Reading passage:
******************************

In an embodiment of the present disclosure, the method may further include an annealing process after the anti-solvent applying process.

In an embodiment of the present disclosure, quasi-two dimensional perovskite crystals in which the number of unit cell (n) is an integer of 1 to 3 may be obtained with a ratio of about 95% or more of all crystals by the method of preparing perovskite. Specifically, quasi-two dimensional perovskite crystals in which the number of unit cell (n) is an integer of 1 to 3 may be obtained with a ratio of about 95% or more, about 96% or more, about 97% or more, about 98% or more, or about 99% or more of all crystals by the method of preparing perovskite. A conventional technique of simply applying an anti-solvent onto a perovskite precursor solution accelerates the crystallization of perovskite in a localized area on the precursor solution. Thus, a finally synthesized perovskite material has a wide phase distribution. However, according to the present disclosure, the evaporation rate of the anti-solvent applied on the precursor solution is uniformly controlled by the method of preparing perovskite using the anti-solvent evaporation-controlled method. Thus, the crystallization rate can be uniformly controlled over the entire range on the coated perovskite precursor solution. Therefore, quasi-two dimensional perovskite crystals in which the number of unit cell (n) is an integer of 1 to 3 can be obtained with a ratio of about 95% or more, about 96% or more, about 97% or more, about 98% or more, or about 99% or more of all crystals.

******************************

Source material:
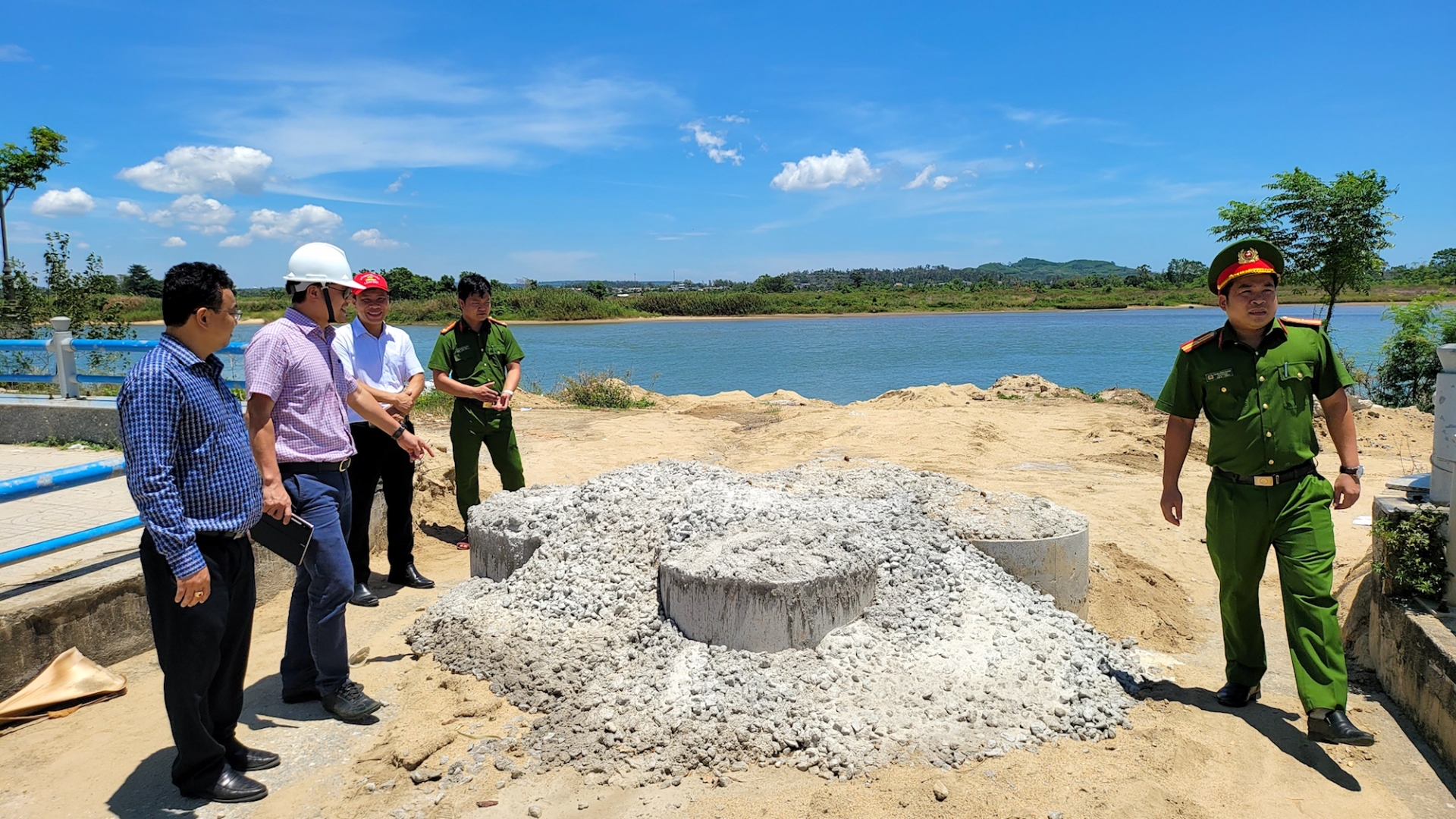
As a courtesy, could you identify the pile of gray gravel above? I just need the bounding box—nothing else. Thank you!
[408,460,1141,784]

******************************

Exercise set:
A - Answer these about the perovskite passage, one per line:
(i) What process may be added after the anti-solvent applying process?
(ii) In the conventional technique, where is perovskite crystallization sped up?
(iii) Under the present disclosure, what rate is uniformly controlled?
B - Write what comes next in the perovskite passage, picking up after its final sentence.

Answers provided:
A -
(i) An annealing process.
(ii) In a localized area on the precursor solution.
(iii) The evaporation rate of the anti-solvent applied on the precursor solution.

B -
A second aspect of the present disclosure provides a perovskite prepared by the method according to the first aspect.

In an embodiment of the present disclosure, the perovskite may be represented by the following Chemical Formula 1:

(ANH₃)₂B_(m−1)C_mX_3m+1   [Chemical Formula 1]

In the Chemical Formula 1, A includes an arylalkyl group or a linear alkyl group having 1 to 10 carbon atoms, B includes at least one selected from RNH₃ and Cs, R includes a linear or branched alkyl group having 1 to 10 carbon atoms, C includes at least one metal cation selected from Pb²⁺, Cu²⁺, Ni²⁺, Co²⁺, Fe²⁺, Mn²⁺, Cr²⁺, Pd²⁺, Cd²⁺, Yb²⁺, Sn²⁺ and Ge²⁺, X includes at least one halide anion selected from Cl⁻, Br⁻ and I⁻, and m is an integer of 2 or more.

In an embodiment of the present disclosure, the perovskite may be represented by the following Chemical Formula 2:

(ANH₃)₂B_(m−1)Pb_mX_3m+1   [Chemical Formula 2]

In the Chemical Formula 2, A includes an arylalkyl group or a linear alkyl group having 1 to 10 carbon atoms, B includes at least one selected from RNH₃ and Cs, R includes a linear or branched alkyl group having 1 to 10 carbon atoms, X includes at least one halide anion selected from Cl⁻, Br⁻ and I⁻, and m is an integer of 2 or more.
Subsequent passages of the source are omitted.